* [Given exercise] Reproduce the database design advice below in full, word for word.

* [Selection]
>>>>

Packs table contains "Credit" column, shouldn't that actually be tied to the Client base table so if they many packs you can see how much credit owed is left for future classes? The application can take care of the calc and store it centrally in the Client table.
Company info could use many more fields, including the obvious address/phone/etc. information. I'd also be prepared to add in D&B "DUNs" columns (Site/Branch/Ultimate) long term, Dun and Bradstreet (D&B) has a huge catalog of companies and you'll find later down the road their information is very helpful for reporting/analysis. This will take care of the multiple division issue you mention, and allow you to roll up their hierarchy for sub/division/branches/etc. of large corps.
You don't mention how many records you'll be working with which could imply setting yourself up for a large development initiative which could have been done quicker and far fewer headaches with prepackaged "reporting" software. If your not dealing with a large database (< 65000) rows, make sure MS-Access, OpenOffice (Base) or related report/app dev solutions couldn't do the trick. I use Oracle's free APEX software quite a bit myself, it comes with their free database Oracle XE just download it from their site.

<<<<

Items from a dataset:
>>>>

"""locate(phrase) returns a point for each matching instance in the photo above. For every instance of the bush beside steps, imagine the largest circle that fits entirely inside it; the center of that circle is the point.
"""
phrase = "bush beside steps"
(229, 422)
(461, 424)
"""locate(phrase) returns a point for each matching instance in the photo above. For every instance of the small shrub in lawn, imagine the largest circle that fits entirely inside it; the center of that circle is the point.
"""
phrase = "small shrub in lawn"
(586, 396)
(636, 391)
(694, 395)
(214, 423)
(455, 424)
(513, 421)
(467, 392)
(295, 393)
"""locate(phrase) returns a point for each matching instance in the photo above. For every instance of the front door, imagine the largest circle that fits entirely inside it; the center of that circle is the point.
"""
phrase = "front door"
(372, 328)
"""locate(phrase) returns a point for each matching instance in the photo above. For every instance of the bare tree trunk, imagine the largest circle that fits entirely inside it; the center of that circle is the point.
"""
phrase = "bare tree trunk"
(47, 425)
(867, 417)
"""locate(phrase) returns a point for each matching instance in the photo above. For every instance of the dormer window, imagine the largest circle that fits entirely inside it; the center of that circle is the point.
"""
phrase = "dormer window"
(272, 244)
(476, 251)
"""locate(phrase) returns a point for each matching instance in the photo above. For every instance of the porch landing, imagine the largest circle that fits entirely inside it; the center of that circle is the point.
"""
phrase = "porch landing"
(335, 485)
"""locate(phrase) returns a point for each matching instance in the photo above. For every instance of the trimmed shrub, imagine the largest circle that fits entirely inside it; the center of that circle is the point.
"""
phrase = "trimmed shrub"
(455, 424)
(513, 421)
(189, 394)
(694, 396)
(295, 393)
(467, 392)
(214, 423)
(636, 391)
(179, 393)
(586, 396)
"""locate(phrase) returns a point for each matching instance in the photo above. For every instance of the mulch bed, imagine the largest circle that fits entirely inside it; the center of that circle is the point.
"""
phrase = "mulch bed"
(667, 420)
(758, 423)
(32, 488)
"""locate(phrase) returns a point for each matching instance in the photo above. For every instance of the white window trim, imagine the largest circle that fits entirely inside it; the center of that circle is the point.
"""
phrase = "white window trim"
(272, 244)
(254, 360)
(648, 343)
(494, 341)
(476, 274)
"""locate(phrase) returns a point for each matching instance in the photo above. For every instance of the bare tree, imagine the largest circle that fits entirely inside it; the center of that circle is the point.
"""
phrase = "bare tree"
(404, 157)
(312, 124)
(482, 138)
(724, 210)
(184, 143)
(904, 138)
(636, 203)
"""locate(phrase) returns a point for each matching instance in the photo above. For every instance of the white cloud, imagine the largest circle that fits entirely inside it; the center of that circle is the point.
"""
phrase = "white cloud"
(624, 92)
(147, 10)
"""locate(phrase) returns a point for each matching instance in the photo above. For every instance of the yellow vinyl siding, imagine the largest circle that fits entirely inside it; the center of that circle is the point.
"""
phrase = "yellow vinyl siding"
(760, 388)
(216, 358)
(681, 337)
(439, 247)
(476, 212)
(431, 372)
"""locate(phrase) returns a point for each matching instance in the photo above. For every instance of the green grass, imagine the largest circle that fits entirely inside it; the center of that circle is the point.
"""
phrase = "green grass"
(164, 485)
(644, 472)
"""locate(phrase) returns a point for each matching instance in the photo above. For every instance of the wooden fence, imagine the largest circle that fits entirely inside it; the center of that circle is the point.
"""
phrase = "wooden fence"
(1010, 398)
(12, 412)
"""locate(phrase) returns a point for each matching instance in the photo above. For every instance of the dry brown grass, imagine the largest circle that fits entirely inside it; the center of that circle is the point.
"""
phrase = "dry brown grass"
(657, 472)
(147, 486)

<<<<

* [Complete response]
Packs table contains "Credit" column, shouldn't that actually be tied to the Client base table so if they many packs you can see how much credit owed is left for future classes? The application can take care of the calc and store it centrally in the Client table.
Company info could use many more fields, including the obvious address/phone/etc. information. I'd also be prepared to add in D&B "DUNs" columns (Site/Branch/Ultimate) long term, Dun and Bradstreet (D&B) has a huge catalog of companies and you'll find later down the road their information is very helpful for reporting/analysis. This will take care of the multiple division issue you mention, and allow you to roll up their hierarchy for sub/division/branches/etc. of large corps.
You don't mention how many records you'll be working with which could imply setting yourself up for a large development initiative which could have been done quicker and far fewer headaches with prepackaged "reporting" software. If your not dealing with a large database (< 65000) rows, make sure MS-Access, OpenOffice (Base) or related report/app dev solutions couldn't do the trick. I use Oracle's free APEX software quite a bit myself, it comes with their free database Oracle XE just download it from their site.